Records supplied ->
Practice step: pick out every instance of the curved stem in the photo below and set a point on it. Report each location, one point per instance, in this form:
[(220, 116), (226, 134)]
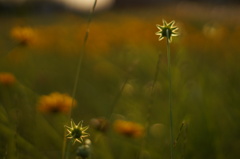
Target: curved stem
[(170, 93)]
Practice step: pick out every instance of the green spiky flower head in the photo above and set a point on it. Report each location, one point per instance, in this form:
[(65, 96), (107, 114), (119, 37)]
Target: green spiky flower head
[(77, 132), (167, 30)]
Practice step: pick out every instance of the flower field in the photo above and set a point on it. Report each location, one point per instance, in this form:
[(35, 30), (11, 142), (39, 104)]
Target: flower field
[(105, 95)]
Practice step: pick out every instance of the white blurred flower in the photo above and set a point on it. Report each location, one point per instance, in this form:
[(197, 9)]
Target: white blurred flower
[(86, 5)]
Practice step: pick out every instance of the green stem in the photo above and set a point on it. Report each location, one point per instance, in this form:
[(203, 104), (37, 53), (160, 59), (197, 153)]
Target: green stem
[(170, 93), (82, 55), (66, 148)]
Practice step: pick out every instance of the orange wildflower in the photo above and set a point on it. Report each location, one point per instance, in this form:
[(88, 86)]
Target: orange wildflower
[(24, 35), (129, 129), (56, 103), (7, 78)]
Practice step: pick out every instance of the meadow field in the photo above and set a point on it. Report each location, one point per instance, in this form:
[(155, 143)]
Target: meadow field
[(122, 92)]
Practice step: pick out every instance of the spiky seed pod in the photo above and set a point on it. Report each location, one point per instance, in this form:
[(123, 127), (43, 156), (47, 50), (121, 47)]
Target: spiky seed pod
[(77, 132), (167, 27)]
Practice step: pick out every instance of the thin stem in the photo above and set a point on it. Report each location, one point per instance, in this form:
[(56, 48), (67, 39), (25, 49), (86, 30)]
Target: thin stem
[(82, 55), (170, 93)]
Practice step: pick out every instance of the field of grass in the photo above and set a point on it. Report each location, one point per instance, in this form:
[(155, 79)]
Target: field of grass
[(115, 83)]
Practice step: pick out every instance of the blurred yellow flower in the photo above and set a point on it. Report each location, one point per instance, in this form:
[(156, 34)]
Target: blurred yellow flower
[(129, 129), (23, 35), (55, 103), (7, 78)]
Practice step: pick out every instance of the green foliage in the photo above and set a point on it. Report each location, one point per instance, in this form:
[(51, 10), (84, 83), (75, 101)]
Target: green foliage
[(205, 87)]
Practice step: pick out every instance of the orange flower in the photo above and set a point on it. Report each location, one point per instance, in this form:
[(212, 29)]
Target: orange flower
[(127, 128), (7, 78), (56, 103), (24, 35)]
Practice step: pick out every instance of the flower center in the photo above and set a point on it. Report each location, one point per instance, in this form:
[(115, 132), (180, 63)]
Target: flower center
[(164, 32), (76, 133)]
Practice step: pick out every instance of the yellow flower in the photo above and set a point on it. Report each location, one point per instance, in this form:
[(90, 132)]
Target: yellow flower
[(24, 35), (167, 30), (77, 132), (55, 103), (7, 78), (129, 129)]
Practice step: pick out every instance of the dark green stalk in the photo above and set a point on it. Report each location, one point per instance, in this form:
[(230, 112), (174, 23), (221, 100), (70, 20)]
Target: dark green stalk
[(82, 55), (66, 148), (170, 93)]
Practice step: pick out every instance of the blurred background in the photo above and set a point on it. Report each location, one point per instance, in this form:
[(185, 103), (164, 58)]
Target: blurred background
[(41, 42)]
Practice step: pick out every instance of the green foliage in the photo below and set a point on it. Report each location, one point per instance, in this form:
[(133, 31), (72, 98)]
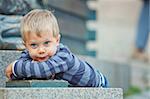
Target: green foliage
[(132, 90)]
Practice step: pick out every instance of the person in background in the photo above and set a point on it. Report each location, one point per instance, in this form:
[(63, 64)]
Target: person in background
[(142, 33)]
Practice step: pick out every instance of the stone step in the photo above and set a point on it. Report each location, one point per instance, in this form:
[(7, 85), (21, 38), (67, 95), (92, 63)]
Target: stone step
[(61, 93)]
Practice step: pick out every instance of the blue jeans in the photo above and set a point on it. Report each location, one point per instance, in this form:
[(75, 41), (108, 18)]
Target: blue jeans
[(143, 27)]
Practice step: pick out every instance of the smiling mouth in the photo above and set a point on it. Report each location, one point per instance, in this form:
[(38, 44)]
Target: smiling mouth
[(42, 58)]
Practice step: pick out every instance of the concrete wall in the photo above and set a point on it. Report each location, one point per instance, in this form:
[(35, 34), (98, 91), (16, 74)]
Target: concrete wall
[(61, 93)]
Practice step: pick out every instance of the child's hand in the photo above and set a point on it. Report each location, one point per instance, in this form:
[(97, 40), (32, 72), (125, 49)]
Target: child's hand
--
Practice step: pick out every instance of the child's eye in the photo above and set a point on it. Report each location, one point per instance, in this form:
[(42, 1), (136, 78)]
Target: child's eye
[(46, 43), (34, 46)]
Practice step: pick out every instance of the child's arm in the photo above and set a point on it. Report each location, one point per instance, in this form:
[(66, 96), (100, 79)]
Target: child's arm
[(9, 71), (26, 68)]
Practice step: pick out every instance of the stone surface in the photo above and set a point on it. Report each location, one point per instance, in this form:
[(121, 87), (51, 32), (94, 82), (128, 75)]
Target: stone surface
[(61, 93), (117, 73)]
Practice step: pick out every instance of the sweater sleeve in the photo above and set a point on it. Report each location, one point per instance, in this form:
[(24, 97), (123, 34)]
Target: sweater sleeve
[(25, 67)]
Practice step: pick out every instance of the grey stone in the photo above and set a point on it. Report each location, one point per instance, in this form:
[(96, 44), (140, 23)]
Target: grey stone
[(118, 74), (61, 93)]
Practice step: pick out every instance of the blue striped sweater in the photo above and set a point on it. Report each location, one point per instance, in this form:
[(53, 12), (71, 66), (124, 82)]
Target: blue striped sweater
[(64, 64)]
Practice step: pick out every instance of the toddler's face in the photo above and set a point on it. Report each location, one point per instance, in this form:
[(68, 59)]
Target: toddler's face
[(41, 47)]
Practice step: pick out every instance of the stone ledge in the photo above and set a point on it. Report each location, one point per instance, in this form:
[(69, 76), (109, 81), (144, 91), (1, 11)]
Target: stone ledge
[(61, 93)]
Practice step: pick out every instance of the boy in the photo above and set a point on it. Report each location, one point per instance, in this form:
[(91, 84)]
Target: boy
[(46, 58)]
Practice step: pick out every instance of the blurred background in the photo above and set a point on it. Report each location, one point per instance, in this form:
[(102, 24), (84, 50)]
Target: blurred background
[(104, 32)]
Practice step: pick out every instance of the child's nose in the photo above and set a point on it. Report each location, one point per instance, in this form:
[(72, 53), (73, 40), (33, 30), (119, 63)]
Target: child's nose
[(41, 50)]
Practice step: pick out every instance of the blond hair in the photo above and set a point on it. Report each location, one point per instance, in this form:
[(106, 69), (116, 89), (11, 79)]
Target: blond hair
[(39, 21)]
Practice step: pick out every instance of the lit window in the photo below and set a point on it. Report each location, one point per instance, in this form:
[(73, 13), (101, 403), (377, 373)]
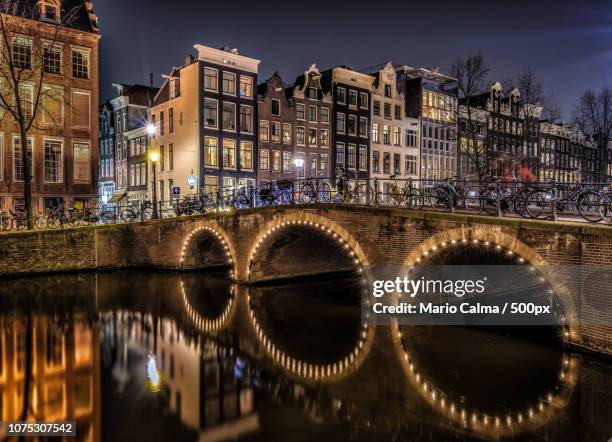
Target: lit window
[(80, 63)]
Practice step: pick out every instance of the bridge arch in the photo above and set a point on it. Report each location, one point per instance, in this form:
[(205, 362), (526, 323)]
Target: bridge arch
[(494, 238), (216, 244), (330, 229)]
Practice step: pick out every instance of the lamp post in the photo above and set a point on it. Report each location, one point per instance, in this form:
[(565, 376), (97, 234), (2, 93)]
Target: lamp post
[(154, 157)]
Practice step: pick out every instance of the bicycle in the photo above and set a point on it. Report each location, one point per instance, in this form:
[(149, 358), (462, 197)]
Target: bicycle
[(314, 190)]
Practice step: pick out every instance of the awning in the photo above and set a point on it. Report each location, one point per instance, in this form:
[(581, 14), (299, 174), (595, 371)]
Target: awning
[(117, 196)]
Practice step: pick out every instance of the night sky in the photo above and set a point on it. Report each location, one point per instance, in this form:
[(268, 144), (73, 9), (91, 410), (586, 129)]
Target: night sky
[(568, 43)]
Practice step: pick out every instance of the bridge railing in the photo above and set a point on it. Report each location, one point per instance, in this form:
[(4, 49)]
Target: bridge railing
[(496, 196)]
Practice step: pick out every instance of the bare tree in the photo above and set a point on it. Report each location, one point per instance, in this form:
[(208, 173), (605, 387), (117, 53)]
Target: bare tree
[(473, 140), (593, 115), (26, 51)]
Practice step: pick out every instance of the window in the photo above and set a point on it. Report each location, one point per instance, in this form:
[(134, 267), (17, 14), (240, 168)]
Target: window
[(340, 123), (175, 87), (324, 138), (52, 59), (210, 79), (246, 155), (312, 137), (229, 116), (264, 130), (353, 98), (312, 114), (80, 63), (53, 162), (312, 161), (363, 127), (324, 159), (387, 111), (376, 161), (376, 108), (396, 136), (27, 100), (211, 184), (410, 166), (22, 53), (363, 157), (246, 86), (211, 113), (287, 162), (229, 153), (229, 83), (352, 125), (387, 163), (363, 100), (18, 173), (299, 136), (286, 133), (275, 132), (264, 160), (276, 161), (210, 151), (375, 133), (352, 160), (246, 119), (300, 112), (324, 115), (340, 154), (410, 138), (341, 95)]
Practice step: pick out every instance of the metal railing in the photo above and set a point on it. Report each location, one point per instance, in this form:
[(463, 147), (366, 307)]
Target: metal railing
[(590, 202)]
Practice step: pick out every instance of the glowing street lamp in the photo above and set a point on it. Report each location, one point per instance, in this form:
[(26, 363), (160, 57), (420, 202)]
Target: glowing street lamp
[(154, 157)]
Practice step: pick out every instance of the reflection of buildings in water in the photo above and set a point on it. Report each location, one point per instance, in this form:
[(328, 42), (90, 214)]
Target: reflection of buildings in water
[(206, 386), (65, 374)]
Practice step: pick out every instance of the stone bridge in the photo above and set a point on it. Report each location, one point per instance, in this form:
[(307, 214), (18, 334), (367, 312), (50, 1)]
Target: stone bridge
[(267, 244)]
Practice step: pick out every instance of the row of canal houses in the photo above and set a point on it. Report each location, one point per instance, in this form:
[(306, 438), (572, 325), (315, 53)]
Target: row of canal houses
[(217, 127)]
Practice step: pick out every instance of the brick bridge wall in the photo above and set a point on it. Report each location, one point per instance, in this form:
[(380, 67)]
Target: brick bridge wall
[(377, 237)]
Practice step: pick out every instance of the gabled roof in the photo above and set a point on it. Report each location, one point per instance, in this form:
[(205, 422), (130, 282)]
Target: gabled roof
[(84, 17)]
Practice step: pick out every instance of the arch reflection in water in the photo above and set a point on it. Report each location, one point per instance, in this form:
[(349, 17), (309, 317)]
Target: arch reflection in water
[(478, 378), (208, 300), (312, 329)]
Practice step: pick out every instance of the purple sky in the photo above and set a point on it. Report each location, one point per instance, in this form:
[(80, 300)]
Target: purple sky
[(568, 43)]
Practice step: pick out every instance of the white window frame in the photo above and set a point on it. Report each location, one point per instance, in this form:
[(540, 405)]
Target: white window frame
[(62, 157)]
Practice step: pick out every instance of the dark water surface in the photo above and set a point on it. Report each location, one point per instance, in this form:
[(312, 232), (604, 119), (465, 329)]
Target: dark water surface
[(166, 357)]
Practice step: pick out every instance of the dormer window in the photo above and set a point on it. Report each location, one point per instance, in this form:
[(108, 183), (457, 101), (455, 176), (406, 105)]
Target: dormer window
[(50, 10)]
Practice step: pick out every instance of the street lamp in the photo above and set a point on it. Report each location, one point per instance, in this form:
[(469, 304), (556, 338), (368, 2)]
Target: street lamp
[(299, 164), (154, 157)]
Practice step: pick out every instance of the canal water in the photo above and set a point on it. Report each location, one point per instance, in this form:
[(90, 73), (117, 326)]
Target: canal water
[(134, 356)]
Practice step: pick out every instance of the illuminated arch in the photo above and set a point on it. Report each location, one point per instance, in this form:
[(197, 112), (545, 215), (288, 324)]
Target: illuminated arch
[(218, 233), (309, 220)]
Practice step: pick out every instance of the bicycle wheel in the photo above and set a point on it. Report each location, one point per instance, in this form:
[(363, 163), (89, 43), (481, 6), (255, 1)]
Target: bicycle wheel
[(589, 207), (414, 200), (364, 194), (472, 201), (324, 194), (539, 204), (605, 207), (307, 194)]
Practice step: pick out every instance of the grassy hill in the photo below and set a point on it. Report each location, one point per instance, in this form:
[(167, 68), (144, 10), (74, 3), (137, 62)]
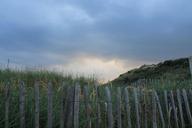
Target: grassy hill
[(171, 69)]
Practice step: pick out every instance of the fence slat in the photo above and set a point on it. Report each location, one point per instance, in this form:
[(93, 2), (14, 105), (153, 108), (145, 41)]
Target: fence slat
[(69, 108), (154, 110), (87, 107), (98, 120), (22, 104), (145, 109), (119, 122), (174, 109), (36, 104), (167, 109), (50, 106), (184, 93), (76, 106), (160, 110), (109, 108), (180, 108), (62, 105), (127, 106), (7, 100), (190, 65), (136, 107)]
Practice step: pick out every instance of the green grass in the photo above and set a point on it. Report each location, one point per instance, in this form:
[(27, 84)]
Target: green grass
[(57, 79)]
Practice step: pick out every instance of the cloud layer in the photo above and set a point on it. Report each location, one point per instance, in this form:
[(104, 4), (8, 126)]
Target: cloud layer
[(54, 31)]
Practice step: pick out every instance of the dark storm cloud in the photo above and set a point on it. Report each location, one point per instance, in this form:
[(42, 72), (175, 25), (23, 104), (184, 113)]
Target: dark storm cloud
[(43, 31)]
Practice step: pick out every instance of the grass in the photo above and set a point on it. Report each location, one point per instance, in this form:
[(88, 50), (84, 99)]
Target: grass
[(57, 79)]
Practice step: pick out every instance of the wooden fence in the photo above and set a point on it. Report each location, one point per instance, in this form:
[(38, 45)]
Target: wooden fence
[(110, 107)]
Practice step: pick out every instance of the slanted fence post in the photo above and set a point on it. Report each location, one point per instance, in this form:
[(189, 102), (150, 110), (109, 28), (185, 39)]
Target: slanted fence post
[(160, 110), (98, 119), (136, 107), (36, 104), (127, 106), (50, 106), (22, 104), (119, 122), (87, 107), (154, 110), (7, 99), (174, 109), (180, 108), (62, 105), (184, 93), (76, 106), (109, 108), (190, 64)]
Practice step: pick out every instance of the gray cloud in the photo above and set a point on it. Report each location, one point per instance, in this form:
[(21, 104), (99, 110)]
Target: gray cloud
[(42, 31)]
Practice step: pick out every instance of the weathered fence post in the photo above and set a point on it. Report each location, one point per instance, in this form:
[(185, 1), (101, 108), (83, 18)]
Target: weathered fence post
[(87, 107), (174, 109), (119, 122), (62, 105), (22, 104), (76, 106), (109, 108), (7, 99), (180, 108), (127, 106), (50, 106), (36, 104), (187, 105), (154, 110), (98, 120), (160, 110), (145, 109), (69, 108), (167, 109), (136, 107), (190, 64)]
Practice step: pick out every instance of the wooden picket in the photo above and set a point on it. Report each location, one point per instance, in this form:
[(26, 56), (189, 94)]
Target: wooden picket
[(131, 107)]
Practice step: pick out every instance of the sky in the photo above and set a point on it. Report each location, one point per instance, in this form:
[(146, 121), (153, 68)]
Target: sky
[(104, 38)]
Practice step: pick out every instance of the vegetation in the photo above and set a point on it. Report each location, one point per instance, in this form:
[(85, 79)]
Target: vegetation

Request -> Rewrite the material, beginning at the line that has "Practice step: pick out every instance of the curved" and ending after the line that has "[(170, 93)]", with "curved stem" renamed to "bent stem" and all else kept the same. Leave the pictures out of the answer.

Response to this task ->
Practice step: pick out every instance of the bent stem in the photo below and set a point on it. Report each location, one point per instance, in this form:
[(220, 116), (226, 134)]
Target: bent stem
[(170, 93)]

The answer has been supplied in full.